___ Page text
The Shopping Centre Council of Australia (SCCA) and the National Retail Association (NRA) have jointly welcomed the determination by the Australian Competition and Consumer Commission (ACCC) to re-authorise the Casual Mall Licensing Code of Practice for an additional 10 years, the longest extension since the Code’s inception in 2007.
The Code, which allows businesses to occupy a space for a maximum of 180 days, often referred to as ‘pop-up’ stores, supports retailers with permanent space in shopping centres to increase their footprint during busy sales periods (e.g. Christmas), and offers incoming retailers and start-ups a cheap and effective point of entry to shopping centres, allowing them to benefit from the foot traffic through centres while gaining experience on a trial basis before taking up longer term leases.
Former Australian and Victorian Small Business Commissioner, Mark Brennan, who Chairs the industry committee overseeing the Code, has welcomed the ACCC’s 10-year re-authorisation of the Casual Mall Licensing Code of Practice.
______
___ Source information
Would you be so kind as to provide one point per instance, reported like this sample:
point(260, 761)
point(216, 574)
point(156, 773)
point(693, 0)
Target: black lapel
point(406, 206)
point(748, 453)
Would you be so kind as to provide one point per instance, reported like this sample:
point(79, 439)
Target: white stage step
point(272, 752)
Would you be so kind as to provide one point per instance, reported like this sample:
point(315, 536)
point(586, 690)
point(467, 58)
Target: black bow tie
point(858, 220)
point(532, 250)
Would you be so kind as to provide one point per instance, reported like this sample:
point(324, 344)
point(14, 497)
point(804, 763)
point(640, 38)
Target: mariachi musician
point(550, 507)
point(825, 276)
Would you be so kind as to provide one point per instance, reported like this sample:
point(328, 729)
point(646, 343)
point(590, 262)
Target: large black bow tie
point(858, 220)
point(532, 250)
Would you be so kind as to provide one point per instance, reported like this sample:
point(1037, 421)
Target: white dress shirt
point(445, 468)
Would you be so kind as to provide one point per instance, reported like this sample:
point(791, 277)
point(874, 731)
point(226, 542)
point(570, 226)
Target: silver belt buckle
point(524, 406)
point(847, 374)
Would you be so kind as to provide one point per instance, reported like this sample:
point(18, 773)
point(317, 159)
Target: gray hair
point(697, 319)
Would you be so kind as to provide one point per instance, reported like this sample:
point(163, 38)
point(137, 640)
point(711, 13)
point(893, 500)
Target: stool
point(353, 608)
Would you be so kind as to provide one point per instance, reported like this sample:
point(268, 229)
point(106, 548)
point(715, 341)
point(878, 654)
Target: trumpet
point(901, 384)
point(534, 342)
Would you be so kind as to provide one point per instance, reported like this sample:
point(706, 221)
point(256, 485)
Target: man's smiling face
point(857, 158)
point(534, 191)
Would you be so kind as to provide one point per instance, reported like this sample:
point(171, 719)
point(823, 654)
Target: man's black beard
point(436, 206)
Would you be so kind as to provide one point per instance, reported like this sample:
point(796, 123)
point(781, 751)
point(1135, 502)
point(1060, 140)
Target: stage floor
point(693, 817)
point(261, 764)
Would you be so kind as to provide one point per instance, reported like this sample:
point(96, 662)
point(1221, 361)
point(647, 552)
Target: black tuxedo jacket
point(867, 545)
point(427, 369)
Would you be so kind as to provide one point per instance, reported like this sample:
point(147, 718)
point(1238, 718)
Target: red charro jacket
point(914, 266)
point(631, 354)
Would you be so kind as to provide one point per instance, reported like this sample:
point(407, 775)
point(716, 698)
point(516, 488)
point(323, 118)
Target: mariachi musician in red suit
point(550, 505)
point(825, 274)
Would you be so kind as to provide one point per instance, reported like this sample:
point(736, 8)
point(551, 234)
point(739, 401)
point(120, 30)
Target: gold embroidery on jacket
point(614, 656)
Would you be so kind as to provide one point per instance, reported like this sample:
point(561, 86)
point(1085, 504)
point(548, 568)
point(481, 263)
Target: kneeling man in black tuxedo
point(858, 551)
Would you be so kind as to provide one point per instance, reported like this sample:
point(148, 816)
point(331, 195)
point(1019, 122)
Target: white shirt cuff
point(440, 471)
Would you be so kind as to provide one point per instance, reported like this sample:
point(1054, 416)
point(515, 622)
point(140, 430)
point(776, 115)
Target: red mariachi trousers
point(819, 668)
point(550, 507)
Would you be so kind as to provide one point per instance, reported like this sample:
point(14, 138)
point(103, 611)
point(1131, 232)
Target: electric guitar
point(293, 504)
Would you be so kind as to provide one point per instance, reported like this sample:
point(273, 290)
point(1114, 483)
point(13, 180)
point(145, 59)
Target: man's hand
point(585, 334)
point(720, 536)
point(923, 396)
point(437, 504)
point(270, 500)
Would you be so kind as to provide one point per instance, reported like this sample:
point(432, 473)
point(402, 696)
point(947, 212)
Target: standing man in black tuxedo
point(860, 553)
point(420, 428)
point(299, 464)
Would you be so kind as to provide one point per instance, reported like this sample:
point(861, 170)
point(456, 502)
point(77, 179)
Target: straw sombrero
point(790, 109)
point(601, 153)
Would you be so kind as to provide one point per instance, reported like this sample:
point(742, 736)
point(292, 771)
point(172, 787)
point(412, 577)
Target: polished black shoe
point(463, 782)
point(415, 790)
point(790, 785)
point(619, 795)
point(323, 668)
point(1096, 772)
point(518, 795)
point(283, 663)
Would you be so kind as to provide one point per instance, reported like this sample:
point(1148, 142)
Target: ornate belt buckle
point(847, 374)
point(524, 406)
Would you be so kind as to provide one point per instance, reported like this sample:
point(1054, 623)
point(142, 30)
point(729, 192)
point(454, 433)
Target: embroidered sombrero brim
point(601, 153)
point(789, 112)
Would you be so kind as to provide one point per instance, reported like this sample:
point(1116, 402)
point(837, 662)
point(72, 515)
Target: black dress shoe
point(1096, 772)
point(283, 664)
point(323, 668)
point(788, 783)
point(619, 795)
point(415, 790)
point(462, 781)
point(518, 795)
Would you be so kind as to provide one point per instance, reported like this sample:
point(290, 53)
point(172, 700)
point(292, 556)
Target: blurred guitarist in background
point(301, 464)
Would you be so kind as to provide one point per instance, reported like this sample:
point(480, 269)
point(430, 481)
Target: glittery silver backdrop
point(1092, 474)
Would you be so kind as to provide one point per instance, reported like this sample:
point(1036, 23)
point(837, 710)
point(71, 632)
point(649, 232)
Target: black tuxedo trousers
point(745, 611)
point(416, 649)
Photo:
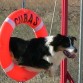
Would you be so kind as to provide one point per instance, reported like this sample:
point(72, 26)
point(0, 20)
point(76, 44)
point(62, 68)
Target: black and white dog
point(37, 52)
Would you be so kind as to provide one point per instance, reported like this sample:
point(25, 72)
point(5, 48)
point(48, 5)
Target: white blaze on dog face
point(71, 48)
point(49, 39)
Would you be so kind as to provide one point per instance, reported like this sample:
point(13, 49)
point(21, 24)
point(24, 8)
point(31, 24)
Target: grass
point(45, 9)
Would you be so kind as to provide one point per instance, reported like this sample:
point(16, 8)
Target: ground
point(44, 8)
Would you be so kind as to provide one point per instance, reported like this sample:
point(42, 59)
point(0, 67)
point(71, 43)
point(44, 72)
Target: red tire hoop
point(18, 17)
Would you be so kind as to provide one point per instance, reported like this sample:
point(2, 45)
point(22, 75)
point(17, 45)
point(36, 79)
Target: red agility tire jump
point(18, 17)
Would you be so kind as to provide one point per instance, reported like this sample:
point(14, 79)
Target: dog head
point(65, 44)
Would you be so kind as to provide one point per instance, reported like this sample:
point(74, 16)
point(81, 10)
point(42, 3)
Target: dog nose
point(75, 50)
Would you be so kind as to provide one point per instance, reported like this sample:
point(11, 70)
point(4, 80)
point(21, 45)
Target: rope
point(23, 3)
point(20, 82)
point(53, 17)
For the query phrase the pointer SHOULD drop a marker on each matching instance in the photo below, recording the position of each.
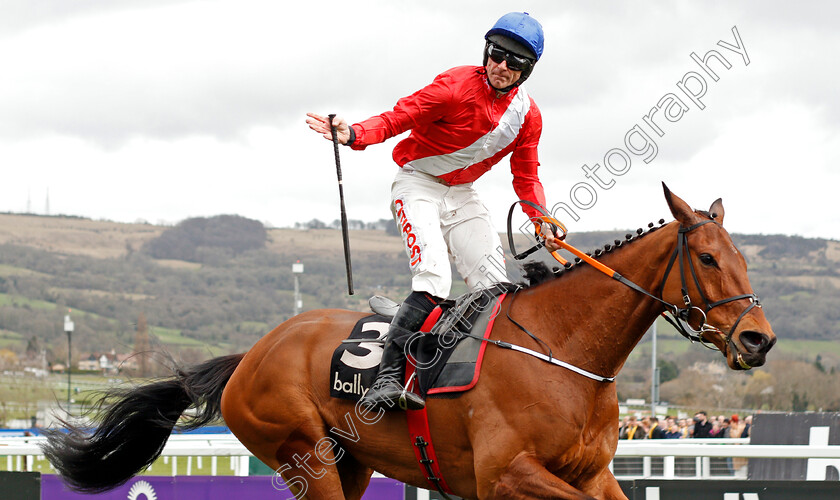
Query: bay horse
(528, 429)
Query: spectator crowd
(701, 426)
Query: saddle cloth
(448, 360)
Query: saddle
(447, 352)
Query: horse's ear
(679, 209)
(717, 210)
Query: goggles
(514, 62)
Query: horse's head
(709, 278)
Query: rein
(679, 316)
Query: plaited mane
(536, 272)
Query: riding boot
(387, 391)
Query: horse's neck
(598, 320)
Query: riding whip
(344, 232)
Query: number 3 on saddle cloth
(447, 351)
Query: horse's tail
(135, 428)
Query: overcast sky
(160, 110)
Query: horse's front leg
(605, 486)
(526, 478)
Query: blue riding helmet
(523, 29)
(520, 34)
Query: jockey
(463, 123)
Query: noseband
(679, 316)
______
According to the page text about the Casual Mall Licensing Code, what is the longest period a business may occupy a space under the Code? The region pointing data is unrelated to the page text about the Casual Mall Licensing Code.

180 days.